Hesap Gününe Hazırlanmak
Yüce Allah, Haşr Sûresi 18-19. âyetlerde şöyle buyurmaktadır: “Ey iman edenler! Allah’a karşı gelmekten sakının ve herkes, yarın için önceden ne göndermiş olduğuna baksın. Allah’a karşı gelmekten sakının. Şüphesiz Allah, yaptıklarınızdan hakkıyla haberdardır. Allah’ı unutan ve bu yüzden Allah’ın da kendilerine kendilerini unutturduğu kimseler gibi olmayın. İşte onlar yoldan çıkan (fâsıklar) kimselerin ta kendileridir.”
Bu âyet-i kerîmede Yüce Allah, önce emirlerine karşı gelmekten sakındırmakta ve hesap günü için şimdiden sâlih ameller yaparak hazırlanmayı emretmektedir. Âyette geçen “ğad” kelimesi “yarın” anlamına gelmektedir.[1] Ancak burada yarın kadar yakın ve vukû’ bulması kesin olan kıyâmet gününden kinâye olarak kullanılmıştır.[2]
Bu âyet, insanın hesap gününe karşı bilinçli ve hazırlıklı olması gerektiği mesajını vermektedir. Âyetin devamında, “Şüphesiz Allah, yaptıklarınızdan hakkıyla haberdardır.” denilmek sûretiyle de insanlar uyarılmakta ve ikaz edilmektedir. Bir sonraki âyette, “Allah’ı unutan ve bu yüzden Allah’ın da kendilerine kendilerini unutturduğu kimseler gibi olmayın.” denilmek sûretiyle uyarı ve ikaza devam edilmekte ve “İşte onlar yoldan çıkan (fâsık) kimselerin ta kendileridir” ifâdesiyle pekiştirilmektedir.
Bu âyette Allah’ı unutmaktan kasıt; Allah’ın hakkını edâ etmeyi ve Allah’ın emirlerine itâat etmeyi terk etmektir.[3] Onlar, Allah’ın hakkını yerine getirmeyi terk ettikleri için Allah da kendilerini hayırlı bir iş yapma konusunda unutturmuştur.[4]
İnsan, sorumluluk sahibi bir varlıktır ve bu, insanın en önemli özelliklerinden biridir. Allah’ın emir ve buyruklarına uymak ve yasaklarından sakınmak zorunda olan insan, bir gün mutlaka dünyada yaptıklarından dolayı kıyâmet gününde/hesap gününde Allah’ın huzurunda hesâba çekilecektir.

#### [Alıştırma Malzemesi]

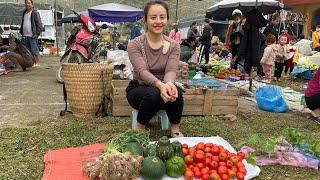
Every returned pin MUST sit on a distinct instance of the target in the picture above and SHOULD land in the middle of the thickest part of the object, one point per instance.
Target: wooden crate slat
(193, 108)
(219, 110)
(193, 99)
(227, 102)
(193, 92)
(227, 92)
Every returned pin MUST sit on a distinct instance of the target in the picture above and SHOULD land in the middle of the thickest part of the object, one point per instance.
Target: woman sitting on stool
(155, 59)
(312, 95)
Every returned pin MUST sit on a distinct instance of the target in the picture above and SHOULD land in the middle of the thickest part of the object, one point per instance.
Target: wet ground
(34, 95)
(30, 95)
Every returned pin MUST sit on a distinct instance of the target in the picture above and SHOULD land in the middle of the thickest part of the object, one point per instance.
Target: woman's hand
(164, 91)
(168, 91)
(173, 91)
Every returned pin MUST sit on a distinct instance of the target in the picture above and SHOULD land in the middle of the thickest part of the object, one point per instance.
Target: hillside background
(186, 8)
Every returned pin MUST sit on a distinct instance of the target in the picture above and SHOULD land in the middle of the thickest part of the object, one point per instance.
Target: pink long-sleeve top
(176, 36)
(162, 67)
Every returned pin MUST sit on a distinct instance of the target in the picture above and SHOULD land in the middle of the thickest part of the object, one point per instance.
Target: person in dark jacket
(186, 48)
(31, 28)
(251, 41)
(272, 27)
(18, 54)
(205, 41)
(234, 34)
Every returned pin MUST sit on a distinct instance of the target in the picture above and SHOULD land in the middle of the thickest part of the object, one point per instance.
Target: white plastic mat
(252, 171)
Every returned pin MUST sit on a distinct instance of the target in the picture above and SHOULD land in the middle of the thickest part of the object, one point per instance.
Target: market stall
(131, 155)
(308, 8)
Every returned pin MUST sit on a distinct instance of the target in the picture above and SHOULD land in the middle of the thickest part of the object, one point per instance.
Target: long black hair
(152, 3)
(29, 0)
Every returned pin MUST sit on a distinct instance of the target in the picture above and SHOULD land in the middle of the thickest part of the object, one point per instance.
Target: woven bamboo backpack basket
(85, 84)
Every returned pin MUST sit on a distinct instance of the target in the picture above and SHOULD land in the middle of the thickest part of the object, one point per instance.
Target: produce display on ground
(129, 155)
(207, 83)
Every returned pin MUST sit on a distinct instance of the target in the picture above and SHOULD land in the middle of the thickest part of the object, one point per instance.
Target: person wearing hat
(272, 27)
(316, 39)
(234, 35)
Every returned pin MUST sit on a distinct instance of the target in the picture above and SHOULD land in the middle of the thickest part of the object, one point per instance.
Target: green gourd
(164, 148)
(175, 166)
(150, 150)
(152, 168)
(177, 148)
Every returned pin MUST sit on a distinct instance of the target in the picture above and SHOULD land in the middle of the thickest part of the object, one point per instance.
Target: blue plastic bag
(269, 98)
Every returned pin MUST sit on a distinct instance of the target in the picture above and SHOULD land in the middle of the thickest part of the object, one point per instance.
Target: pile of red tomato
(212, 162)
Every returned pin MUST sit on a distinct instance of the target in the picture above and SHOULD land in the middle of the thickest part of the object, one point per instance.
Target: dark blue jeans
(148, 101)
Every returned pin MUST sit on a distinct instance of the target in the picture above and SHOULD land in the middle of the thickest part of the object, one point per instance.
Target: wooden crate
(193, 102)
(221, 102)
(196, 101)
(119, 103)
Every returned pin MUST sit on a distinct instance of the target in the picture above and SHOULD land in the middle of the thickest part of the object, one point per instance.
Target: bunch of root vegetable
(114, 166)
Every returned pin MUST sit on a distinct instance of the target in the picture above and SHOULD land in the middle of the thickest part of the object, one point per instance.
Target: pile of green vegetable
(122, 158)
(128, 155)
(163, 158)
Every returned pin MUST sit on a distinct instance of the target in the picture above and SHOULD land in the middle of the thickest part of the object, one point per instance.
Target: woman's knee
(153, 95)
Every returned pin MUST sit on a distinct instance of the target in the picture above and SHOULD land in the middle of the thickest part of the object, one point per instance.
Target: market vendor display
(312, 94)
(155, 59)
(130, 155)
(316, 39)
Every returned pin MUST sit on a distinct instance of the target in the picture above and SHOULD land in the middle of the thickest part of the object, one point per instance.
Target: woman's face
(237, 18)
(283, 40)
(276, 21)
(156, 19)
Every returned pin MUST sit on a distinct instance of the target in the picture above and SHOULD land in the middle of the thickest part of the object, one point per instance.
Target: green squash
(134, 148)
(177, 148)
(150, 150)
(152, 168)
(175, 166)
(164, 148)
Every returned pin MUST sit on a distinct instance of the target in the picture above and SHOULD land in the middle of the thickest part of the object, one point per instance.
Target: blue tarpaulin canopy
(72, 18)
(114, 12)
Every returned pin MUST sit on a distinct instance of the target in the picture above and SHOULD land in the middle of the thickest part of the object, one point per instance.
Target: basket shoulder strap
(143, 51)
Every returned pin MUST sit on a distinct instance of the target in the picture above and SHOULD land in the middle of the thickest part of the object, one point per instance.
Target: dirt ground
(30, 95)
(34, 95)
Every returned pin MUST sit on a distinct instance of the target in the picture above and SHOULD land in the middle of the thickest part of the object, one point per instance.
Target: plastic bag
(269, 98)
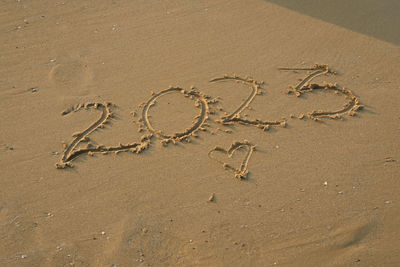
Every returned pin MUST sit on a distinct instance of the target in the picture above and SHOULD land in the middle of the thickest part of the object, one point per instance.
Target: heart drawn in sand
(241, 172)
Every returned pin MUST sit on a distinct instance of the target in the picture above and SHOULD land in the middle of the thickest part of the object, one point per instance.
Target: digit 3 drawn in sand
(305, 86)
(201, 101)
(241, 172)
(71, 152)
(234, 117)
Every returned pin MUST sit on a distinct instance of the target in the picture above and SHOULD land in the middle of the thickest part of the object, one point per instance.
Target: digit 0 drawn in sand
(234, 117)
(305, 86)
(201, 101)
(241, 172)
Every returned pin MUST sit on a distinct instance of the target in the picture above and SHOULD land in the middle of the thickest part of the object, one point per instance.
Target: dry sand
(310, 194)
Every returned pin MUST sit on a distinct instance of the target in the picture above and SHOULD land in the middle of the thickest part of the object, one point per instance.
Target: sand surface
(130, 78)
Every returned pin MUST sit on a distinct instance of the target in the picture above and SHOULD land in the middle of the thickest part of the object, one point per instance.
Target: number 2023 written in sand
(204, 102)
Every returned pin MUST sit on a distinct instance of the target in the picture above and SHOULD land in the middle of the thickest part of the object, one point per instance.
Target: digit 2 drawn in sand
(202, 101)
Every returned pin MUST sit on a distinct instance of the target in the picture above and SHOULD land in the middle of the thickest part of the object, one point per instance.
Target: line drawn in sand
(203, 102)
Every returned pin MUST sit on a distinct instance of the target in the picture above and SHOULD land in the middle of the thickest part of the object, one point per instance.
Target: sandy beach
(199, 133)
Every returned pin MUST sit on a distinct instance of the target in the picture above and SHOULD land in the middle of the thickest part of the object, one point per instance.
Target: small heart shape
(241, 172)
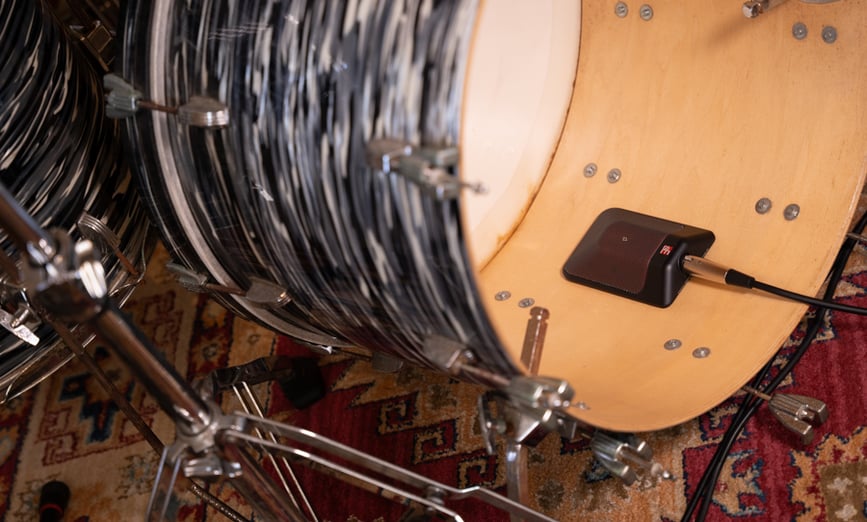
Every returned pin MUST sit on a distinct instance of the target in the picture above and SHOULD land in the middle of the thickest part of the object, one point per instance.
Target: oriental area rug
(68, 429)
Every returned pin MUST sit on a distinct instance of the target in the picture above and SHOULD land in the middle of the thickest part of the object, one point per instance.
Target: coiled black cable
(750, 403)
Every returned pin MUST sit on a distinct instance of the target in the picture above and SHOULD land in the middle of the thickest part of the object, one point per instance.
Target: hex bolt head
(646, 12)
(799, 31)
(621, 9)
(672, 344)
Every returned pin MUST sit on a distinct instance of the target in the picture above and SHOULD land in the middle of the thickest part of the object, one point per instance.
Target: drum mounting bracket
(123, 101)
(261, 292)
(427, 167)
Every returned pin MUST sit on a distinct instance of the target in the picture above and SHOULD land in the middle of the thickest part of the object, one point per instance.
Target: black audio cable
(711, 271)
(750, 403)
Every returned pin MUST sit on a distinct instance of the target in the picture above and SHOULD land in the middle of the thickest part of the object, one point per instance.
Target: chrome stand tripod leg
(252, 406)
(517, 484)
(164, 486)
(258, 488)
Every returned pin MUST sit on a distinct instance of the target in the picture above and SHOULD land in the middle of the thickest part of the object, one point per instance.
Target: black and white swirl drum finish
(285, 192)
(60, 157)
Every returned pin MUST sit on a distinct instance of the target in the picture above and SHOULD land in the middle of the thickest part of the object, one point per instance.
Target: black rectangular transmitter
(636, 256)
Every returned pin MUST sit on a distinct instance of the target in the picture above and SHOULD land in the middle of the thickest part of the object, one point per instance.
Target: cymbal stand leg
(251, 405)
(68, 283)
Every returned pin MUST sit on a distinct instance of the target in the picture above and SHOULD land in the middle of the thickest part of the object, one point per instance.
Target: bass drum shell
(60, 158)
(285, 193)
(692, 115)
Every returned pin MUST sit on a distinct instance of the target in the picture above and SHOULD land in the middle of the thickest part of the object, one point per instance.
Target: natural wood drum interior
(704, 112)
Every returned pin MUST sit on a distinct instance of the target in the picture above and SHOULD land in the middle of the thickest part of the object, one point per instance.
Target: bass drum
(60, 158)
(686, 111)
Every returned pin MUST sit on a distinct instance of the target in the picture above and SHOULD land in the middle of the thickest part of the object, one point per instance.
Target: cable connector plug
(706, 269)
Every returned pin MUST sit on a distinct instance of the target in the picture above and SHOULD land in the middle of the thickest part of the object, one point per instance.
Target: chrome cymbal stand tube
(67, 283)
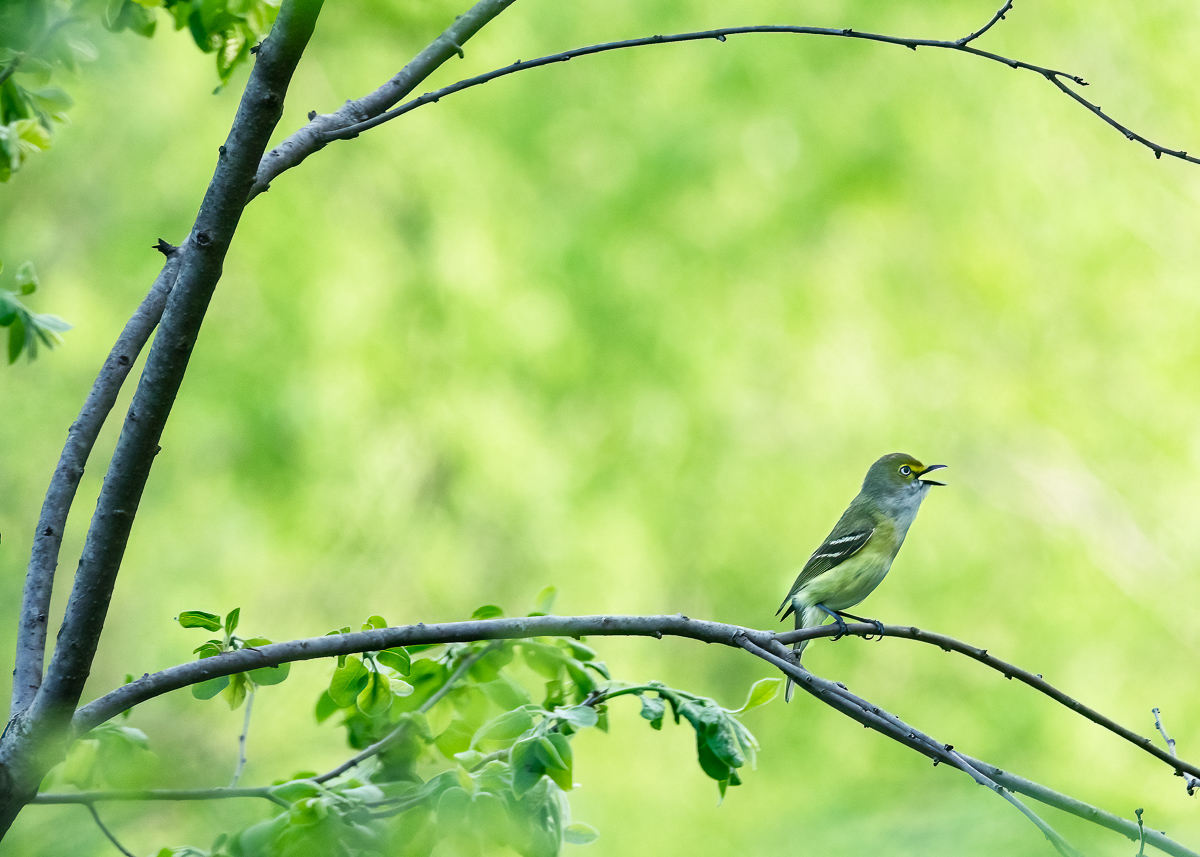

#### [Görev 1]
Hesap günü metninde "Bu âyette Allah’ı" ile başlayıp "huzurunda hesâba çekilecektir." ifadesine kadar uzanan kısmı yeniden yaz. Bu kısımda "sorumluluk sahibi" yerine "yükümlülük sahibi" ifadesini kullan.
#### [Görev 2]
Girdilerde "drum" dizesini içeren satırların her birini belirleyip kopyala.

#### [Çıktı 1]
Bu âyette Allah’ı unutmaktan kasıt; Allah’ın hakkını edâ etmeyi ve Allah’ın emirlerine itâat etmeyi terk etmektir.[3] Onlar, Allah’ın hakkını yerine getirmeyi terk ettikleri için Allah da kendilerini hayırlı bir iş yapma konusunda unutturmuştur.[4]
İnsan, yükümlülük sahibi bir varlıktır ve bu, insanın en önemli özelliklerinden biridir. Allah’ın emir ve buyruklarına uymak ve yasaklarından sakınmak zorunda olan insan, bir gün mutlaka dünyada yaptıklarından dolayı kıyâmet gününde/hesap gününde Allah’ın huzurunda hesâba çekilecektir.

#### [Çıktı 2]
Target: drum mounting bracket
Target: black and white swirl drum finish
Target: bass drum shell
Target: natural wood drum interior
Target: bass drum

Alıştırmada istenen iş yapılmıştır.